— SET PROBLEM 1 —
Return, word for word, the stretch of the post on removing recursion from Tarjan's algorithm starting at "T.push(v, empty, empty, empty, TopState)" and ending at "v.lowlink = MAX_INT?".

— PASSAGE SHOWN —
○ ○ ○ ○ ○ ○ ○
Step 3: Finally, we need to make sure the entry conditions are correct, for the top-level code which calls tarjan. That can easily be done by an initial push:

procedure tarjan(v)
  T.push(v, empty, empty, empty, TopState)
  while (T is not empty) do
    (v, v', succ, succIndex, state) = T.pop
    case state of
      TopState: goto top
      ReturnedState: goto recursion_returned
    end case
top:
    v.index = index                                 // Set the depth index for v
    v.lowlink = index                               // SHOULD BE v.lowlink = MAX_INT?
    index = index + 1
    S.push(v)                                       // Push v on the stack
    succ = all (v, v') in E      // Consider successors of v
    succIndex = 0                // presume succ is 0-based
loop_top:
    if succIndex >= Length(succ) goto skip_loop
    v' = succ[succIndex]
    if (v'.index is undefined)                    // Was successor v' visited?
      // instead of recursing, set up state for return and top and iterate
      T.push(v, v', succ, succIndex, ReturnedState) // this is where we return to
      T.push(v', empty, empty, empty, TopState) // but this is where we go first
      continue // continue the while loop at top
recursion_returned:
      v.lowlink = min(v.lowlink, v'.lowlink)
    else if (v' is in S)                          // Was successor v' in stack S? 
      v.lowlink = min(v.lowlink, v'.index )     // v' is in stack but it isn't in the dfs tree
    succIndex = succIndex + 1
    goto loop_top
skip_loop:
    if (v.lowlink == v.index)                       // Is v the root of an SCC?
    print "SCC:"
    repeat
      v' = S.pop                                  
      print v'
    until (v' == v)

It could also be done by a jump, jumping immediately to top. The code can be further cleaned up, perhaps converted to use a while or repeat loop to eliminate some of the gotos, etc., but the above should be at least functionally equivalent, eliminating the explicit recursion.

Barry Kelly
○ ○ ○ ○ ○ ○ ○
— GIVEN INFORMATION —
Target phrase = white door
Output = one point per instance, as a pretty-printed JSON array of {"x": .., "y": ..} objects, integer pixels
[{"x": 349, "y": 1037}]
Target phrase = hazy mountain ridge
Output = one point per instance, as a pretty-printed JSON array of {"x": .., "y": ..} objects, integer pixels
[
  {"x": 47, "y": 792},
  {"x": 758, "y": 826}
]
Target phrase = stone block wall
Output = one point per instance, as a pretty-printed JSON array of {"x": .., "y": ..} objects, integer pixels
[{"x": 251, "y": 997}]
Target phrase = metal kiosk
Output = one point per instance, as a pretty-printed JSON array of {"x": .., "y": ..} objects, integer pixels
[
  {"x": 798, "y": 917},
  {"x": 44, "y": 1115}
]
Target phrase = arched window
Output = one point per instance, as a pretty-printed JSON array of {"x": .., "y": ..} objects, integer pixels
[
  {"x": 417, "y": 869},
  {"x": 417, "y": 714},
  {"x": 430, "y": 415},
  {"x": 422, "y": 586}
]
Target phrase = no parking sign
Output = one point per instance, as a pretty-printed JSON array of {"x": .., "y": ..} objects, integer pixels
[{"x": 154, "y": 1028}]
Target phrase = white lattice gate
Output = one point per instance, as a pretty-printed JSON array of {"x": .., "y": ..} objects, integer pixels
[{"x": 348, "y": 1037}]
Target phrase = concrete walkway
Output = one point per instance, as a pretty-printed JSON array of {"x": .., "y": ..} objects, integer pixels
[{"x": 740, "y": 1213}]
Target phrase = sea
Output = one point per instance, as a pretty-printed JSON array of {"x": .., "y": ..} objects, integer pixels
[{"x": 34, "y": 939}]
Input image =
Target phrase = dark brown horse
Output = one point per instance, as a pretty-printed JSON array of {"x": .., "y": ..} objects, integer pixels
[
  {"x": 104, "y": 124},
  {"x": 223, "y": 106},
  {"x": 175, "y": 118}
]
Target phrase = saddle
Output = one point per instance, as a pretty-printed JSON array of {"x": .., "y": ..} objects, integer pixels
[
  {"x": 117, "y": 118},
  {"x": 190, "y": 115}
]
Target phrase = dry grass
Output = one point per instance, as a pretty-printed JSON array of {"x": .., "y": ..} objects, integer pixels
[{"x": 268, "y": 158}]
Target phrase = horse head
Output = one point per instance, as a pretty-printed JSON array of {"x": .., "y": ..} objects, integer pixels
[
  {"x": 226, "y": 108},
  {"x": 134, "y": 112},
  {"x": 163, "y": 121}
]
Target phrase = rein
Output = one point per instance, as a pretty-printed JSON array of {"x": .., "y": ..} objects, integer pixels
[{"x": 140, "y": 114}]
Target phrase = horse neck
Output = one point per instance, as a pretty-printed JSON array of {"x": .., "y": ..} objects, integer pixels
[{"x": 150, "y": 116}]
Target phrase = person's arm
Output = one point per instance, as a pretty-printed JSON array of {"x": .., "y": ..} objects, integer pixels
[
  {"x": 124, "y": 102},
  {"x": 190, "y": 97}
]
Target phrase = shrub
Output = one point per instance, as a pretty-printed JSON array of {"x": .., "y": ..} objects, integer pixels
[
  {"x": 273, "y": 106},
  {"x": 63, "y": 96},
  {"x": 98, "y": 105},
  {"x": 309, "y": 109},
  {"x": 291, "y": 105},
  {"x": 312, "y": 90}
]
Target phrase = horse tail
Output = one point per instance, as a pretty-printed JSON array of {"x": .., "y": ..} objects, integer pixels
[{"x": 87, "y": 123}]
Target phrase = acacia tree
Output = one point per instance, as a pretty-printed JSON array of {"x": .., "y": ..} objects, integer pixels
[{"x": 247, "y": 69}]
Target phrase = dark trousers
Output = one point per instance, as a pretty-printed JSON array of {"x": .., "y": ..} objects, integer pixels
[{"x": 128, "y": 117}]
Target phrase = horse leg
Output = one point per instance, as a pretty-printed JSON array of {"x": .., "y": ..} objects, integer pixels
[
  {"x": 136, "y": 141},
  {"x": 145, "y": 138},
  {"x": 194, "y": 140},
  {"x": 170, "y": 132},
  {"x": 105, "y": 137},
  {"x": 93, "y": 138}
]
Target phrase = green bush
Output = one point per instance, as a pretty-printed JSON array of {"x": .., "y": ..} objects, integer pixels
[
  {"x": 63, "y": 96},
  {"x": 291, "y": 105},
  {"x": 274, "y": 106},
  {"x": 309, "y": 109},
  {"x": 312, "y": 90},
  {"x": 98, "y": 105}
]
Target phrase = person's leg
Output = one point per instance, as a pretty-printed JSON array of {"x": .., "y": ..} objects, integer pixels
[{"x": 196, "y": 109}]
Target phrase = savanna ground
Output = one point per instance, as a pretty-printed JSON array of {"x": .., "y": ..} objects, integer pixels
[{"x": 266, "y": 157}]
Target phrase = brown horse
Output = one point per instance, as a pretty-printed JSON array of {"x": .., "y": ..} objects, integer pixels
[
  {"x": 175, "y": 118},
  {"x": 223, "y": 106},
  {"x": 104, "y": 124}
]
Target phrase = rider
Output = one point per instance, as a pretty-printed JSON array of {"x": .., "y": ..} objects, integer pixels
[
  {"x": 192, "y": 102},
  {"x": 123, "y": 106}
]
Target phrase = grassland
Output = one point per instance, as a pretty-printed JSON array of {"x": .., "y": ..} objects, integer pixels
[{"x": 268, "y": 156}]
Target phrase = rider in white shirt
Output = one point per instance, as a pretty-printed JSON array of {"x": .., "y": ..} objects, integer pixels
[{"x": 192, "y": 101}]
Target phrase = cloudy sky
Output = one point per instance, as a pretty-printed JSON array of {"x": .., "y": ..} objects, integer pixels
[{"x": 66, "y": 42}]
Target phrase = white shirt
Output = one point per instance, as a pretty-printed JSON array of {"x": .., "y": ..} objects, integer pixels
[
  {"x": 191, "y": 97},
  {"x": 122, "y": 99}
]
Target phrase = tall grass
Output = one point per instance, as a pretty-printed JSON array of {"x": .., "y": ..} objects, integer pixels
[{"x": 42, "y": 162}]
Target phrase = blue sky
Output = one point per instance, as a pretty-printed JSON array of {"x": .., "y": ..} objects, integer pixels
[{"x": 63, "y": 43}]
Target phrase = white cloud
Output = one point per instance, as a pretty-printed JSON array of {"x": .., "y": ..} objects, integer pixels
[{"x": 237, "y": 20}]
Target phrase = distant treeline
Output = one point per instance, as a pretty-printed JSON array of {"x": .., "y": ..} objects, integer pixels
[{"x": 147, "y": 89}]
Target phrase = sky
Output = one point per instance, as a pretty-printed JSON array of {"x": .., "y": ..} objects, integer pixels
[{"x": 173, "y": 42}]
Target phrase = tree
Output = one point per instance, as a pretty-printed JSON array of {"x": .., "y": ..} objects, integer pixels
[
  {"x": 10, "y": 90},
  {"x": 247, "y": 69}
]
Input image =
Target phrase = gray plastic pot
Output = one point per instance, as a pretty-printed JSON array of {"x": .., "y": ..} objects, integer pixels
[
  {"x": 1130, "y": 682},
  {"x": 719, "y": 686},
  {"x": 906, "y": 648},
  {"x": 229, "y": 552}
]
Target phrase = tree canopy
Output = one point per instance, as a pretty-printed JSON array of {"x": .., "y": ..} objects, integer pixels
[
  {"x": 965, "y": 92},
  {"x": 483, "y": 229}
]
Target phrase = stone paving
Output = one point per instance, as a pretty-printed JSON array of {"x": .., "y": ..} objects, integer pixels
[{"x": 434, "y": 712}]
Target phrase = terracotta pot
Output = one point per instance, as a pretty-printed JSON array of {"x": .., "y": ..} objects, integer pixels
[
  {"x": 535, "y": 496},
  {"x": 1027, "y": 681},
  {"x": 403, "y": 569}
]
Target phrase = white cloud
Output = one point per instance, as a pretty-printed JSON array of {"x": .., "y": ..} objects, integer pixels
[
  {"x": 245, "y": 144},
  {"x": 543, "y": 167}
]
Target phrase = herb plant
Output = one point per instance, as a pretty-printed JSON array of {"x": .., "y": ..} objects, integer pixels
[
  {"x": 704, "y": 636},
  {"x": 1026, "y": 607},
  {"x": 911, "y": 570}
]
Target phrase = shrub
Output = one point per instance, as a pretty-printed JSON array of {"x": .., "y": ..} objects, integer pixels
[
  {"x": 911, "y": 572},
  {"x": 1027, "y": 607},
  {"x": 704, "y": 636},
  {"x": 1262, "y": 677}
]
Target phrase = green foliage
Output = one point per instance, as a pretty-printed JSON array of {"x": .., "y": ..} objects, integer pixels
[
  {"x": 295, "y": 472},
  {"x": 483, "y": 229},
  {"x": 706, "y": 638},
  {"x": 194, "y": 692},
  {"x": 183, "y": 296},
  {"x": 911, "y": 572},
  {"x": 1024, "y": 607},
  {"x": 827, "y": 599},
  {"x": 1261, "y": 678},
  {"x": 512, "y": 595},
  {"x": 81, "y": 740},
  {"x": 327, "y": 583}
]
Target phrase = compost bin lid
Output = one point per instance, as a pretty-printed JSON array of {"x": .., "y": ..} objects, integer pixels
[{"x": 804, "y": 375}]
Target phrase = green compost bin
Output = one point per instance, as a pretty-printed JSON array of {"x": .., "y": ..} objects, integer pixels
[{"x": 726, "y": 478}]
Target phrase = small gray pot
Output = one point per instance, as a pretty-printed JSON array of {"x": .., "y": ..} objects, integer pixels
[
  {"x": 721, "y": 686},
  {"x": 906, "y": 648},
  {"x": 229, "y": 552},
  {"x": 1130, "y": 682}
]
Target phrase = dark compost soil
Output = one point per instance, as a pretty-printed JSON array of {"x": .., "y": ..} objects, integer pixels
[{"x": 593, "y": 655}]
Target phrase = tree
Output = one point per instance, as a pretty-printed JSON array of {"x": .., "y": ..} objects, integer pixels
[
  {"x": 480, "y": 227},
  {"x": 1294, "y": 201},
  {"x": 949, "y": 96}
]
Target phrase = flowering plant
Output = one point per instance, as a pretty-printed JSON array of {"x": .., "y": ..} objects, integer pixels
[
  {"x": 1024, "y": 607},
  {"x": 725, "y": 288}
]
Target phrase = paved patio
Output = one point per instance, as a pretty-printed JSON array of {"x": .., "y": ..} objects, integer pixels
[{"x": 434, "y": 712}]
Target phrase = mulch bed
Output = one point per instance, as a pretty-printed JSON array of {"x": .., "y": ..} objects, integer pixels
○ ○ ○ ○ ○ ○ ○
— SET PROBLEM 2 —
Identify every line in the listing that contains the string "person", and copy each one in full.

— COMPLETE ANSWER 1 —
T.push(v, empty, empty, empty, TopState)
  while (T is not empty) do
    (v, v', succ, succIndex, state) = T.pop
    case state of
      TopState: goto top
      ReturnedState: goto recursion_returned
    end case
top:
    v.index = index                                 // Set the depth index for v
    v.lowlink = index                               // SHOULD BE v.lowlink = MAX_INT?

— COMPLETE ANSWER 2 —
Target phrase = person's arm
Target phrase = person's leg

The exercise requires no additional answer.